▸ What you have to do:
Take the line that contains "In this exercise you will spot the bamboo" as the first line and the final line of the records as the last; return exactly those lines and the lines between.

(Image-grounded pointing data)
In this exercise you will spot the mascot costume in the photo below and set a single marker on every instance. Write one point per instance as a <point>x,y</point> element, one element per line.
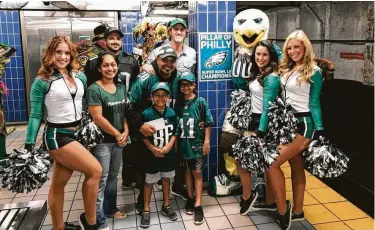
<point>249,27</point>
<point>148,36</point>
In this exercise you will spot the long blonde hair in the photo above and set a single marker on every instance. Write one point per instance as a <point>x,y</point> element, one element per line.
<point>47,67</point>
<point>307,67</point>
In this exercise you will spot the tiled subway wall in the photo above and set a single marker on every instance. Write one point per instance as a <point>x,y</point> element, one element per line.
<point>14,103</point>
<point>212,16</point>
<point>128,20</point>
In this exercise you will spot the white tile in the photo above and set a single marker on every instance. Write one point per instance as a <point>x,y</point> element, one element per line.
<point>238,220</point>
<point>213,210</point>
<point>154,219</point>
<point>208,200</point>
<point>231,208</point>
<point>227,200</point>
<point>216,223</point>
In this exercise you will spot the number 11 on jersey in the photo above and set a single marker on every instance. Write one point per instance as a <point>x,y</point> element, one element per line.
<point>190,126</point>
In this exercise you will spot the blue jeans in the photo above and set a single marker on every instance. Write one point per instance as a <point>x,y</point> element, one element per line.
<point>109,156</point>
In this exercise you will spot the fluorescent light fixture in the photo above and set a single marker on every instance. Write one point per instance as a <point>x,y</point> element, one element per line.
<point>170,12</point>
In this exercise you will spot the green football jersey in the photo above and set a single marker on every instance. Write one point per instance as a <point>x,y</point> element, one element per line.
<point>160,139</point>
<point>113,106</point>
<point>194,117</point>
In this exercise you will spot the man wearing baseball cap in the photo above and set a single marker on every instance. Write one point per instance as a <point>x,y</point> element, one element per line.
<point>186,56</point>
<point>128,66</point>
<point>98,46</point>
<point>140,99</point>
<point>128,70</point>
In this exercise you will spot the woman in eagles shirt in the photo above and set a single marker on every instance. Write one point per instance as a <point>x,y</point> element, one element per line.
<point>106,104</point>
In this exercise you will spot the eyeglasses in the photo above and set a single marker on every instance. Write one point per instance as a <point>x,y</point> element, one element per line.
<point>186,85</point>
<point>169,60</point>
<point>166,50</point>
<point>161,95</point>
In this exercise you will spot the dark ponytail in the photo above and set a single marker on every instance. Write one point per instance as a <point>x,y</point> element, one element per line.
<point>270,68</point>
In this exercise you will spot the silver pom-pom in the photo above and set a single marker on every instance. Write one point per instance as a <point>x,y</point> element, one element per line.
<point>324,160</point>
<point>240,110</point>
<point>25,171</point>
<point>88,133</point>
<point>282,124</point>
<point>248,151</point>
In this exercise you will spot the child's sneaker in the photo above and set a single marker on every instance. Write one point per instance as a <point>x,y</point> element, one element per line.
<point>263,206</point>
<point>284,221</point>
<point>169,212</point>
<point>71,226</point>
<point>189,207</point>
<point>248,204</point>
<point>84,225</point>
<point>145,221</point>
<point>298,217</point>
<point>198,215</point>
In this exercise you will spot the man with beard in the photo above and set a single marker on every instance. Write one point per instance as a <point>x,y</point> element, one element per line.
<point>128,66</point>
<point>140,99</point>
<point>186,56</point>
<point>127,74</point>
<point>186,60</point>
<point>86,52</point>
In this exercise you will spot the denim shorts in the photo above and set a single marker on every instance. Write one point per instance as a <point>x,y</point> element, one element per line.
<point>153,178</point>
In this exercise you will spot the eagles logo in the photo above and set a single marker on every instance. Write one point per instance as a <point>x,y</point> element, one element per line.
<point>216,59</point>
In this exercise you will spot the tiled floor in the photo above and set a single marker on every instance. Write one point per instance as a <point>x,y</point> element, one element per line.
<point>324,208</point>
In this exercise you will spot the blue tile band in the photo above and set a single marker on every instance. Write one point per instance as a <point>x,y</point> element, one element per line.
<point>14,78</point>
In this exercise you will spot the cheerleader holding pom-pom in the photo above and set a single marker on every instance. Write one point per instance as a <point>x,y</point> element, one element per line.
<point>248,151</point>
<point>60,88</point>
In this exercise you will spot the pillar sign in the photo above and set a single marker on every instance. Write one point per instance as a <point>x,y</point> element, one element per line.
<point>360,56</point>
<point>215,56</point>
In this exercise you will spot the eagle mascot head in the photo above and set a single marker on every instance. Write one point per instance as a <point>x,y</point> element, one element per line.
<point>249,27</point>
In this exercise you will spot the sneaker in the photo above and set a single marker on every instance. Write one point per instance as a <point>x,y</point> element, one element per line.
<point>179,190</point>
<point>139,208</point>
<point>84,225</point>
<point>130,185</point>
<point>260,186</point>
<point>262,205</point>
<point>145,221</point>
<point>298,217</point>
<point>247,204</point>
<point>284,221</point>
<point>189,207</point>
<point>169,212</point>
<point>198,215</point>
<point>159,185</point>
<point>71,226</point>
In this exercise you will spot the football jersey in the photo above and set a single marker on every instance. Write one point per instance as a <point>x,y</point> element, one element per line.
<point>194,117</point>
<point>160,139</point>
<point>241,69</point>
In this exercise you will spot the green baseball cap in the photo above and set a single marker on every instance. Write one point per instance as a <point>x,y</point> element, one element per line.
<point>187,76</point>
<point>160,85</point>
<point>178,21</point>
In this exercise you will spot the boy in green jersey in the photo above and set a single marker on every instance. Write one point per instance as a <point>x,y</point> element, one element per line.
<point>194,133</point>
<point>160,162</point>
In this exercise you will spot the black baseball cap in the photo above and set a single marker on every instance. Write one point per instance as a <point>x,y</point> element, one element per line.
<point>99,32</point>
<point>113,29</point>
<point>166,51</point>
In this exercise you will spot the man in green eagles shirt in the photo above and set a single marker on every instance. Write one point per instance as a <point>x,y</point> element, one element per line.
<point>140,100</point>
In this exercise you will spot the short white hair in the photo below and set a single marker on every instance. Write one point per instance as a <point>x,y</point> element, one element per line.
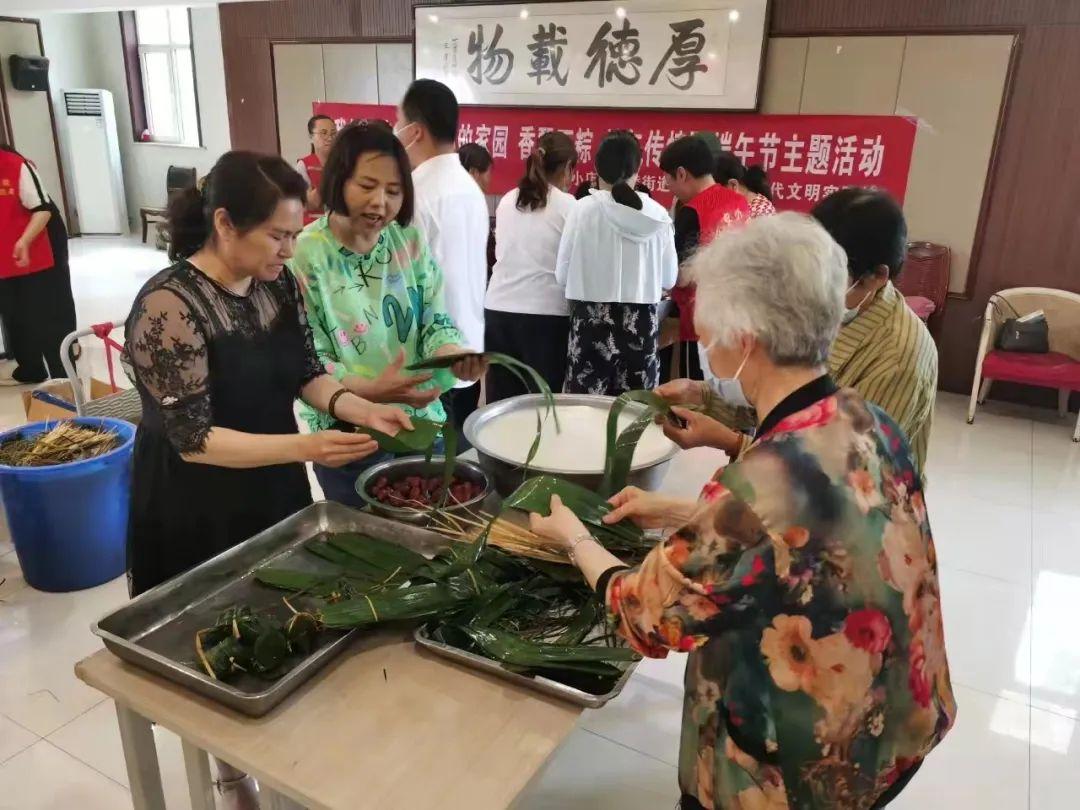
<point>781,279</point>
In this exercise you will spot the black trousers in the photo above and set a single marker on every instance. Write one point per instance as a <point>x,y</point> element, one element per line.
<point>38,313</point>
<point>536,340</point>
<point>460,403</point>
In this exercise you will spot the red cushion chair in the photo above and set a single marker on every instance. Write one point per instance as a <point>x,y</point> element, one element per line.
<point>1058,368</point>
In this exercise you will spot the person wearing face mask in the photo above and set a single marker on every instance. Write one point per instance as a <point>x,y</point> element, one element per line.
<point>883,350</point>
<point>706,207</point>
<point>526,309</point>
<point>616,258</point>
<point>804,581</point>
<point>373,292</point>
<point>478,163</point>
<point>450,215</point>
<point>322,130</point>
<point>752,183</point>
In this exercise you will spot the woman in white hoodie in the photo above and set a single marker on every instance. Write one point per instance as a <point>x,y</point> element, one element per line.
<point>616,258</point>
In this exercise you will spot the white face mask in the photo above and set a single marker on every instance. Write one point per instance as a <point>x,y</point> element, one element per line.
<point>728,389</point>
<point>851,314</point>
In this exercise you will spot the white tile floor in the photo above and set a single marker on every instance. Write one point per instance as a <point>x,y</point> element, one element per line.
<point>1003,503</point>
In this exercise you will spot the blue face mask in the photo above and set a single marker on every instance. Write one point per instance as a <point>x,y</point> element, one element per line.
<point>851,314</point>
<point>728,389</point>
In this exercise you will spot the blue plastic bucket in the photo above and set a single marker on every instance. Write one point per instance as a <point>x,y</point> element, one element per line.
<point>69,522</point>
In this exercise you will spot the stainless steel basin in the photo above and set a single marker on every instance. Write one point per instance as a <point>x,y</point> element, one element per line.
<point>509,474</point>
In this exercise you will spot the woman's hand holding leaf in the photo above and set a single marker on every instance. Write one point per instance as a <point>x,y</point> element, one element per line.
<point>687,393</point>
<point>649,510</point>
<point>701,431</point>
<point>393,386</point>
<point>386,418</point>
<point>562,526</point>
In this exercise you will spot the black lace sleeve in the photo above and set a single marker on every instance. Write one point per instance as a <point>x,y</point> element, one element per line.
<point>166,350</point>
<point>312,366</point>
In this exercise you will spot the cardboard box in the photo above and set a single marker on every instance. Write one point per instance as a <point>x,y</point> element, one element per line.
<point>55,400</point>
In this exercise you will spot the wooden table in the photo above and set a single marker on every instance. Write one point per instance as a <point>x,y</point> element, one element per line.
<point>386,726</point>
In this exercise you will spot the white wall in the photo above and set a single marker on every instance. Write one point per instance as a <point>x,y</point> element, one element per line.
<point>86,51</point>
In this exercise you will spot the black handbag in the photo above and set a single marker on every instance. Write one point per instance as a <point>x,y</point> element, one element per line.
<point>1022,334</point>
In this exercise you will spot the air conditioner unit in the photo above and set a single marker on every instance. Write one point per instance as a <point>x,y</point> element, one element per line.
<point>93,161</point>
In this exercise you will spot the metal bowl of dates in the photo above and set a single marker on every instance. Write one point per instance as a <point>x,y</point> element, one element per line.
<point>509,474</point>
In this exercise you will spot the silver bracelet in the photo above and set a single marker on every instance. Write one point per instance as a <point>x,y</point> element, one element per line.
<point>575,542</point>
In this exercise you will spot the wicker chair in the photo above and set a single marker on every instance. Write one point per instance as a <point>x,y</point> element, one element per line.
<point>925,279</point>
<point>1058,368</point>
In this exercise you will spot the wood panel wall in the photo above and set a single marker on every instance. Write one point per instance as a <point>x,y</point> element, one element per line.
<point>1029,231</point>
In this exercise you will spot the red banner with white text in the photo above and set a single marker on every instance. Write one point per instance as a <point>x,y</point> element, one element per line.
<point>807,157</point>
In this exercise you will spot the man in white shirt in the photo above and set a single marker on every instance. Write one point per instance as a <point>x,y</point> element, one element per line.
<point>451,214</point>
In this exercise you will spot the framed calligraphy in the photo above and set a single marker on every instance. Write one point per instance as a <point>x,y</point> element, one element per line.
<point>806,157</point>
<point>629,53</point>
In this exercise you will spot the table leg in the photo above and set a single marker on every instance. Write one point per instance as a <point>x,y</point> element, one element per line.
<point>270,799</point>
<point>200,782</point>
<point>140,756</point>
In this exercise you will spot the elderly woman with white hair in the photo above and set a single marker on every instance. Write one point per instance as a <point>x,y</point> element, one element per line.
<point>804,581</point>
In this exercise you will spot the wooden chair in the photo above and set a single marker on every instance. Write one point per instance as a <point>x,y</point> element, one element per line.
<point>177,178</point>
<point>1058,368</point>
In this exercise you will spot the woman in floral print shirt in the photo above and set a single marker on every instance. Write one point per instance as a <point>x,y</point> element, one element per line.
<point>804,583</point>
<point>373,293</point>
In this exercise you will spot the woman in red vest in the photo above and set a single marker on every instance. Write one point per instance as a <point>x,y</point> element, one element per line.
<point>322,130</point>
<point>36,300</point>
<point>705,208</point>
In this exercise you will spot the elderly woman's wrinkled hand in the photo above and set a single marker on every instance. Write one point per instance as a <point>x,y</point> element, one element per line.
<point>688,393</point>
<point>561,526</point>
<point>701,431</point>
<point>648,510</point>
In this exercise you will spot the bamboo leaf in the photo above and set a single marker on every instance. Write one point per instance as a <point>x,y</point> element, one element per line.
<point>619,455</point>
<point>511,649</point>
<point>417,602</point>
<point>535,496</point>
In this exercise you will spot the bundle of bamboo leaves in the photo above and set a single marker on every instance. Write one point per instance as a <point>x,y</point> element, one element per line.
<point>529,615</point>
<point>503,592</point>
<point>61,445</point>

▸ Reply to the exercise:
In this exercise you will spot the bamboo leaf in the photo above and set a single marker on every instance. Write one point per instance as a <point>x,y</point> element, one element per line.
<point>619,455</point>
<point>511,649</point>
<point>417,602</point>
<point>535,496</point>
In this exercise you will spot the bundle of bamboo leaves in the photo above and set a single marker on every instance. Write one point per instance as a <point>x,y</point> element, one element per line.
<point>529,615</point>
<point>503,592</point>
<point>61,445</point>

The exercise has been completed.